* **GIVEN PASSAGE**

==============================

The other day I found myself thinking “We’re just going to let this happen, aren’t we?” Then I realized we kind of already have. For 85 days now the American public has watched and essentially allowed this civilian-bombardment-which-couldn’t-take-place-without-our-bombs to continue. Now Israeli leader Benjamin Netanyahu declares the war will go on for months, so apparently there’s still time to rouse ourselves.
In previous posts I’ve written about the Israeli bombing of hospitals and other medical infrastructure, as well as the impact on children. I’ve done so because that’s where the moral landscape is clearest, and we need moral clarity right now.
The destruction continues unabated, the most recent attack aimed at Al Amal hospital in Kan Younis, on December 27th and 28th, killing 41 people. A thorough forensic analysis by Forensic Architecture has found “a repeated and consistent pattern of attacks on hospitals across the region.” The head of the World Health Organization calls it a “decimation” of Gaza’s health infrastructure. WHO officials visiting the few remaining hospitals describe conditions as “horrifying.”
As of yesterday, though this number doesn’t include those unreachable under the rubble, over 8,200 Palestinian children have been killed. According to UNICEF, a thousand children have required amputations, often without anesthetics or subsequent pain relief, all while vital medical supplies remain under siege at the border,
Though I’m forced by scale to speak in numbers, each is an individual. Yesterday I heard the stories of two, Izzeddin Nawasra and Mohammed Al-Ajouri. Both teenage boys were shot by Israeli snipers during the Great March of Return in 2018, and had been brought to America to receive below-the-knee prosthetics. Like many Palestinian youth, they had taken part in the campaign advocating for the Palestinian right to return to lands confiscated by Israel, during which snipers with the Israeli Defense Forces apparently competed for kneecaps, greatly troubling the notion that Israeli Defense Force brutality is the pure consequence of Hamas’ atrocities on October 7.
Dave Sosebee, who runs the organization Palestine Children’s Relief Fund, which had brought the boys to Pennsylvania and Ohio, describes the two as flourishing in America, and returning to Gaza hoping to live normal, independent lives. Izzeddin was even hired by the organization and had taken an interest in photography, thrilled he could do work that helped his people. Izzeddin and his entire family were killed on Christmas day in a missile strike. Muhammed, his wife and baby were killed the day after.
When I look at the general lassitude about all this amongst the American public, the quibbling editorials, the labelling of moral outcry as antisemitism, the quashing of protest on college campuses, I sense a kind of moral incompetence setting in. I worry that we are no longer able to gather ourselves around the most basic standards of decency, and I wonder what it means for the future, if this carnage continues to be normalized.

==============================

* **EXTRACTED ENTRIES**
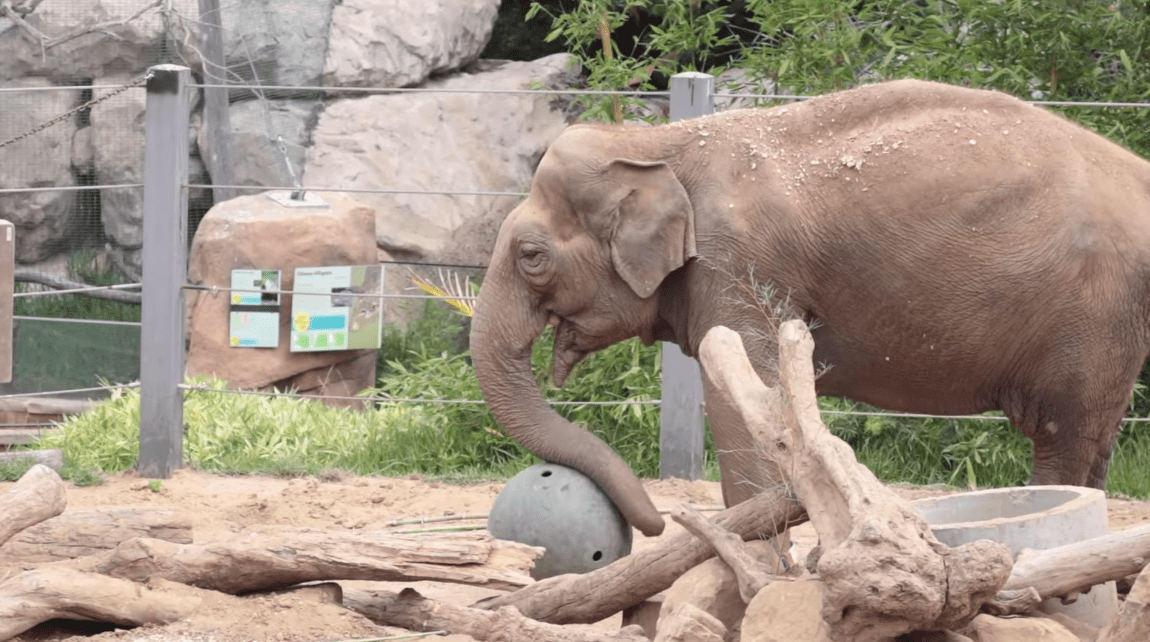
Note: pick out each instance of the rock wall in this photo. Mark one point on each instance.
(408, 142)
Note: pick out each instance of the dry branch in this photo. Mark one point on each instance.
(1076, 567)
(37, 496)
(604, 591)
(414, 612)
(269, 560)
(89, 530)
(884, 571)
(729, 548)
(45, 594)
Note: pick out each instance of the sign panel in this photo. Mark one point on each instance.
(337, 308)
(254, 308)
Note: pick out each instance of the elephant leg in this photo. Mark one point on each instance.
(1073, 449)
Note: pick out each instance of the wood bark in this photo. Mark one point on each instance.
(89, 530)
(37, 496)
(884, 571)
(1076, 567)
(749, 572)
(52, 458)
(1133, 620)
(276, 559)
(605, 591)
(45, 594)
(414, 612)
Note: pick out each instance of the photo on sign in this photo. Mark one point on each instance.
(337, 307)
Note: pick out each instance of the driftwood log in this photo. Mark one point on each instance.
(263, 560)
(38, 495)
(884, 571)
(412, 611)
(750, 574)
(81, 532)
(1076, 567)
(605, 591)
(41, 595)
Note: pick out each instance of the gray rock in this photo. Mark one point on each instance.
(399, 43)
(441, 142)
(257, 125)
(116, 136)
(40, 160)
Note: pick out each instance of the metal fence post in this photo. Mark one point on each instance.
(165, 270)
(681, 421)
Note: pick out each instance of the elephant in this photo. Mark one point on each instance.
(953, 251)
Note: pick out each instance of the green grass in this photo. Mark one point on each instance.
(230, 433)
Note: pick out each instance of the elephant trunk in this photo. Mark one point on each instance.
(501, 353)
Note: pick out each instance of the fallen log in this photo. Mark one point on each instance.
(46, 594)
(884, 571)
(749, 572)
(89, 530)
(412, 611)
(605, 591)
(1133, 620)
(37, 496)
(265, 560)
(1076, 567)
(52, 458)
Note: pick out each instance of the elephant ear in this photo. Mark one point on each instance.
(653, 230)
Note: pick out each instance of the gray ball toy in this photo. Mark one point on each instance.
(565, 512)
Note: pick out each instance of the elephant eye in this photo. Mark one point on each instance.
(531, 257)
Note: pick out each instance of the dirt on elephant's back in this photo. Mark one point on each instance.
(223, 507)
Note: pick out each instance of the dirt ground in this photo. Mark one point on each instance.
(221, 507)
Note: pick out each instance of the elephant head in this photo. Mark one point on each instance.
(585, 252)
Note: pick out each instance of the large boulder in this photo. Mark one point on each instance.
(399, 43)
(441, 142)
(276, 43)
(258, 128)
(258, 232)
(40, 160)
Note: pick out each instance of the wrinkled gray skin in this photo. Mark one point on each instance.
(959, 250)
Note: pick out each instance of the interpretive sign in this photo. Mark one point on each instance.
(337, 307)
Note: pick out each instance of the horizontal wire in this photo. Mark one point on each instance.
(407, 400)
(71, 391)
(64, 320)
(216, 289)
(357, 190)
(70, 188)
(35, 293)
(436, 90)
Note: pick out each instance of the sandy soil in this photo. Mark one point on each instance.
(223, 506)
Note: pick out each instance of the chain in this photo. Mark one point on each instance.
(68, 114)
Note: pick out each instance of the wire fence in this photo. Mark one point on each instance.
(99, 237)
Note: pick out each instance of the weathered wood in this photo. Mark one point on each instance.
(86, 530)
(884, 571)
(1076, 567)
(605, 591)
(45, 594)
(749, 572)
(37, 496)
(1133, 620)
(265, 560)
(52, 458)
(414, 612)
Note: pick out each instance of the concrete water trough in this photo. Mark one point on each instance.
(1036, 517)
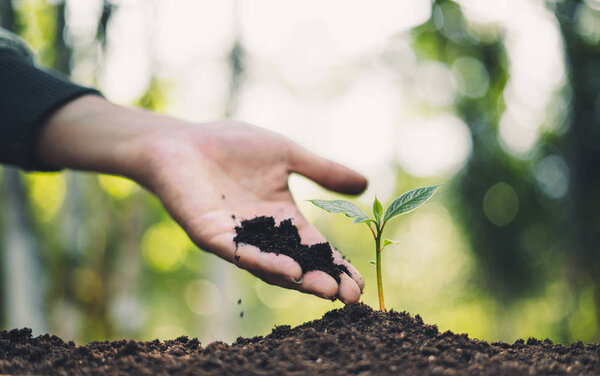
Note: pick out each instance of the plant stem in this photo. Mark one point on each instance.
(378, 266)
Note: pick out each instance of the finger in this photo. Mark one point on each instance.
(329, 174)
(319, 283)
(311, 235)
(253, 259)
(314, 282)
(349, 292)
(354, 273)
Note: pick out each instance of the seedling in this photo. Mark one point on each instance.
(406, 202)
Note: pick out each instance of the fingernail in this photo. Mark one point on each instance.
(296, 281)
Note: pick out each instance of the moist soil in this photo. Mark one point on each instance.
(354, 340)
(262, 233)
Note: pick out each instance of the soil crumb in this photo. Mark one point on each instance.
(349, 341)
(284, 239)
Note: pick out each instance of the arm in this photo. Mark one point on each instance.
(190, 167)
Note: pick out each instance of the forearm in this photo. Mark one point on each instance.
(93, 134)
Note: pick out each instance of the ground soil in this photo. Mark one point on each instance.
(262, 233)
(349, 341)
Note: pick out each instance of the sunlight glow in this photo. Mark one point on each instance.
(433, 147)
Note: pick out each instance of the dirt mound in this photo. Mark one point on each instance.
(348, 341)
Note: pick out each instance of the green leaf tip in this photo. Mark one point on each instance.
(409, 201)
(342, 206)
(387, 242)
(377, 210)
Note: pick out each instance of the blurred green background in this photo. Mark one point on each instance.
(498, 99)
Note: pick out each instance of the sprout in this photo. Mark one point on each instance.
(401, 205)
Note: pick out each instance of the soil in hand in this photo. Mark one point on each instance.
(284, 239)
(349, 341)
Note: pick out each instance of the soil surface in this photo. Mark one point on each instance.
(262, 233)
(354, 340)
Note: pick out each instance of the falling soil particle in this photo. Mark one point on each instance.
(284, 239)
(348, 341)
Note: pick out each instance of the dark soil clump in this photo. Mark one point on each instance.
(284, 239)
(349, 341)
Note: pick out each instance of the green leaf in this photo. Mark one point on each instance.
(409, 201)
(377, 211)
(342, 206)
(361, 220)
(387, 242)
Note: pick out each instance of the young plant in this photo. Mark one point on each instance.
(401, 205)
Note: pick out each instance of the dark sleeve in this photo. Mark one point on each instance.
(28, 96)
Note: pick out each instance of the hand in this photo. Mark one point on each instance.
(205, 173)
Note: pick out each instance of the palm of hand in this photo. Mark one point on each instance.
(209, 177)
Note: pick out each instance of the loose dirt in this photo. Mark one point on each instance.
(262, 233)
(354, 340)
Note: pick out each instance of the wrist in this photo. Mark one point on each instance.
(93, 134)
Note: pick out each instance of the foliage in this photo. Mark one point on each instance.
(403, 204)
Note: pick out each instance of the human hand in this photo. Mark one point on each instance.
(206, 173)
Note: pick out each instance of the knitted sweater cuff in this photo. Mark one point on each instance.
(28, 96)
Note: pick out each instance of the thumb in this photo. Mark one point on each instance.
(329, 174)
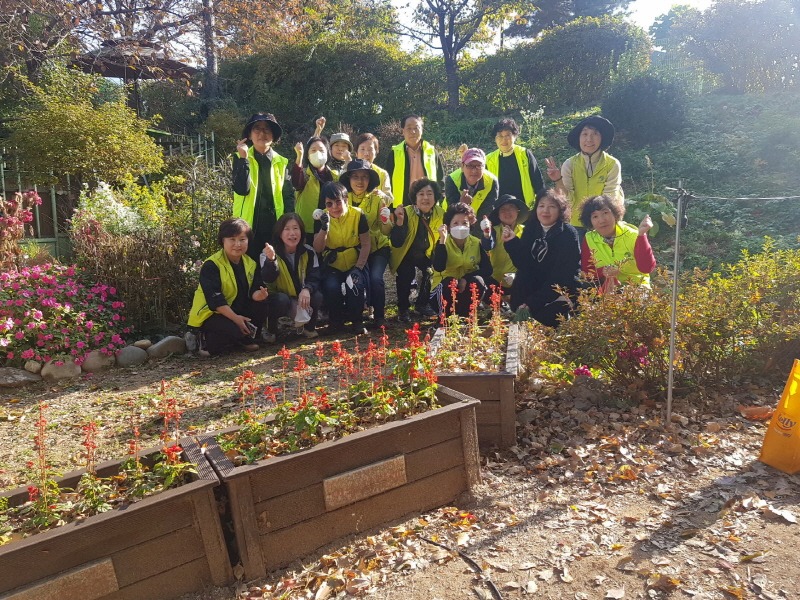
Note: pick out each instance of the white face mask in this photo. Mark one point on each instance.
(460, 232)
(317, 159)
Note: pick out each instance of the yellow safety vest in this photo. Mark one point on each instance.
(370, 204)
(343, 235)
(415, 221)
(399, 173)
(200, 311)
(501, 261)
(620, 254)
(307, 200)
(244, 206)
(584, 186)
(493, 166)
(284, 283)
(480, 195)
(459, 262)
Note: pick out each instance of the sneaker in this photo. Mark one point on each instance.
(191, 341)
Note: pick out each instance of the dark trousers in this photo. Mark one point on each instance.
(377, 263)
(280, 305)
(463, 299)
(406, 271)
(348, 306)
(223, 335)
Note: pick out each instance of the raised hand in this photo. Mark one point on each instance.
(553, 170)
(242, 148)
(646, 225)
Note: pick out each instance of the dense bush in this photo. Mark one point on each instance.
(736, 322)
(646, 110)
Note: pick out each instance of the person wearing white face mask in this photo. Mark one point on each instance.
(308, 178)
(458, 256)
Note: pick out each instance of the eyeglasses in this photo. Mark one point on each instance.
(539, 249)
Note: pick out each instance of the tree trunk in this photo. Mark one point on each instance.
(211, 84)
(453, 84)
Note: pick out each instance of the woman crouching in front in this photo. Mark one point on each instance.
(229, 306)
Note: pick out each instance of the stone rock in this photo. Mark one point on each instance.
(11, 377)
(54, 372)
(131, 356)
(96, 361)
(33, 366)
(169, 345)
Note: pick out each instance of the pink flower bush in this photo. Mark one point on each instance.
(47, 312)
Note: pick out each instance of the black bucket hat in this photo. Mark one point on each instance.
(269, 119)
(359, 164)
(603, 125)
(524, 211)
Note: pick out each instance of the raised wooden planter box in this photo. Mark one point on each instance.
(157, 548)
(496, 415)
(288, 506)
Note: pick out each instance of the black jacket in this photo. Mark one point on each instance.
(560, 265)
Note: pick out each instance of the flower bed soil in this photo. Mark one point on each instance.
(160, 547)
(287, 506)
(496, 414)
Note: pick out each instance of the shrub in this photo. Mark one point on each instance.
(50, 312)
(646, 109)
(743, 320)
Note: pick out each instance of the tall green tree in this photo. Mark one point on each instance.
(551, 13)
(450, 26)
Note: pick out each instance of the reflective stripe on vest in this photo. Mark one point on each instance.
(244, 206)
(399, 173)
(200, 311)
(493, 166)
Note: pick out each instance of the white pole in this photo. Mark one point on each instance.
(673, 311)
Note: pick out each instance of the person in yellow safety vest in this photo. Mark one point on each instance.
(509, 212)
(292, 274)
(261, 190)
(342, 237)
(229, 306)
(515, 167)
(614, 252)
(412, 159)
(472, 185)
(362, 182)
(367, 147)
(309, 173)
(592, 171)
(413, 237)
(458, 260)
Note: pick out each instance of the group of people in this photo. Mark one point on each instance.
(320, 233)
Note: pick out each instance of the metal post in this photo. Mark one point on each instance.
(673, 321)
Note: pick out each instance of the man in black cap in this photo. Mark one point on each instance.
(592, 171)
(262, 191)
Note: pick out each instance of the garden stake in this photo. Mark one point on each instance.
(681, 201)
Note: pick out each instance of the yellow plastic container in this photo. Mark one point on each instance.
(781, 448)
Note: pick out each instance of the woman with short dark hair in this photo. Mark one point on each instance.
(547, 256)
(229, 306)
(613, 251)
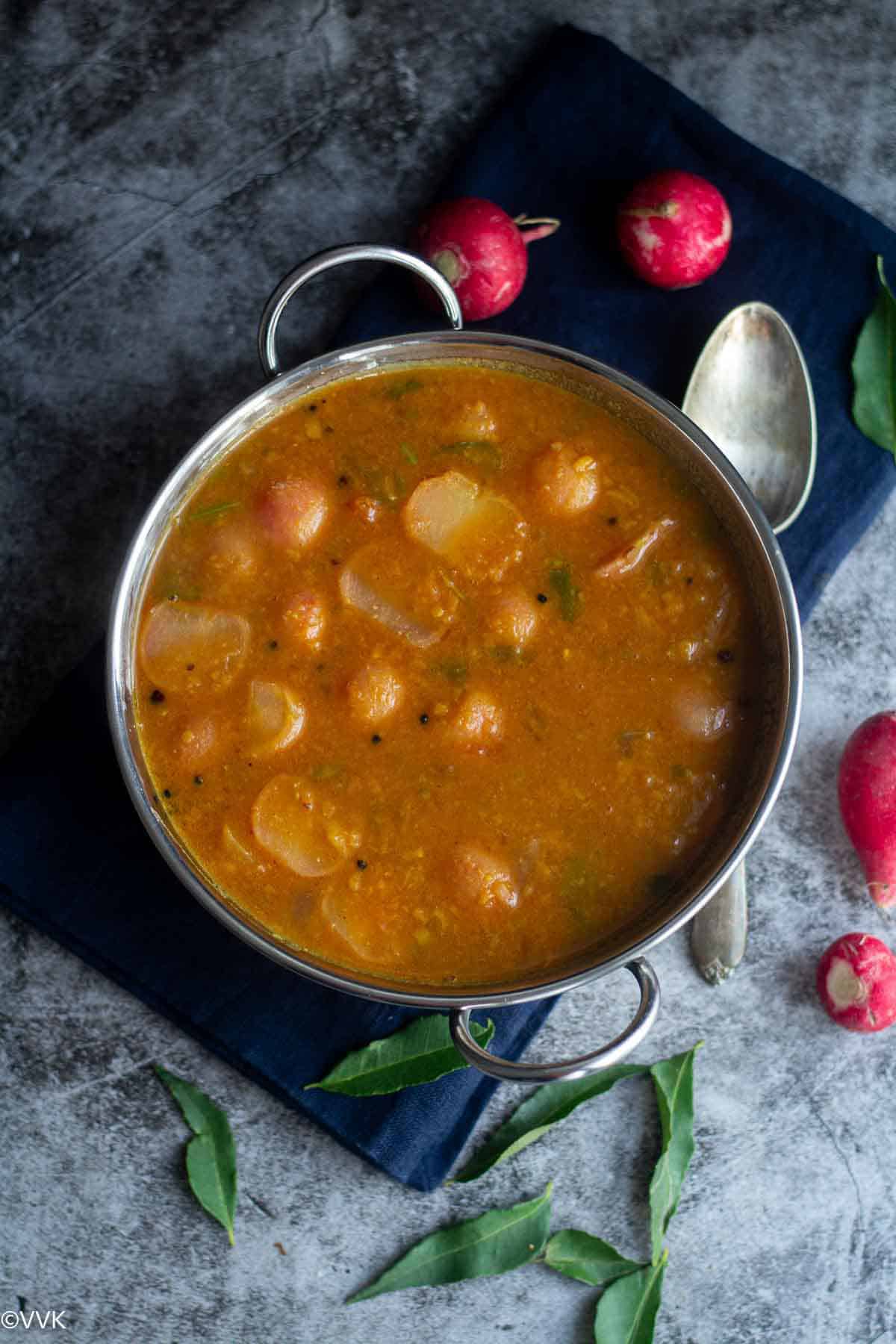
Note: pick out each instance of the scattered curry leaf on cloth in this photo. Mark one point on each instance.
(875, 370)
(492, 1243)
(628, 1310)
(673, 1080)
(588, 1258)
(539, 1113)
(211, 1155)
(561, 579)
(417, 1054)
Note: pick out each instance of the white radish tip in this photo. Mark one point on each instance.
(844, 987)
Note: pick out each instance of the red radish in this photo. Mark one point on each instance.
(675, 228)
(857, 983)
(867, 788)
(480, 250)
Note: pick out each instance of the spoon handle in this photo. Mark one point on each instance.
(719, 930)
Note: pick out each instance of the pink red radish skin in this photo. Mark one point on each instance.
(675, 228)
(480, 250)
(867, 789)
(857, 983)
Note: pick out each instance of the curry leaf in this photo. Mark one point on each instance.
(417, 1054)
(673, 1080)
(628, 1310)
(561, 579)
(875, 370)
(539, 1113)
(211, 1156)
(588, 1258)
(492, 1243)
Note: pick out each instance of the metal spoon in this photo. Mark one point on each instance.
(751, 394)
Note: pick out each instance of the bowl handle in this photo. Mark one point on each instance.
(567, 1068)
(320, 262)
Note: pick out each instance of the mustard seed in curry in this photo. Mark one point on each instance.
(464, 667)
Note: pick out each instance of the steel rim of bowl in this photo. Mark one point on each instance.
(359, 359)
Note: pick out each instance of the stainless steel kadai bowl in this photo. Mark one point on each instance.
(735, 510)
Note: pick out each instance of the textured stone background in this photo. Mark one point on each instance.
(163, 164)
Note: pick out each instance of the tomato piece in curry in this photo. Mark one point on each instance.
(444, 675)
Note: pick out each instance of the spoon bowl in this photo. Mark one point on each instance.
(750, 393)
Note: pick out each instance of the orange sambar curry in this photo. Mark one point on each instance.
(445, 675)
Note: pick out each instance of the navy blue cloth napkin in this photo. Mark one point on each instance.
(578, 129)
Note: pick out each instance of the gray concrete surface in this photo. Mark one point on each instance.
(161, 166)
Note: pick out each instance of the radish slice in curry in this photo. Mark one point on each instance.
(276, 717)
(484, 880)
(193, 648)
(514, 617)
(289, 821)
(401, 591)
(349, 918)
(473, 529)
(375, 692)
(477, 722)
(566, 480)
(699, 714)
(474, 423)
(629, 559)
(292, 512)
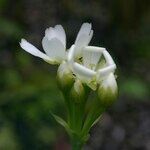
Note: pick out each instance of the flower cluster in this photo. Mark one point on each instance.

==============================

* **APPLY WHAT YOU READ**
**A.** In the post on Gaza, why did the writer's earlier posts focus on the bombing of hospitals and medical infrastructure and on the impact on children?
**B.** Copy out the part of the post on Gaza starting with "In previous posts" and going on through "clarity right now.".

* **SOLUTIONS PER TASK**
**A.** The writer chose those subjects because that is where the moral landscape is clearest. The writer adds that moral clarity is needed right now.

**B.**
In previous posts I’ve written about the Israeli bombing of hospitals and other medical infrastructure, as well as the impact on children. I’ve done so because that’s where the moral landscape is clearest, and we need moral clarity right now.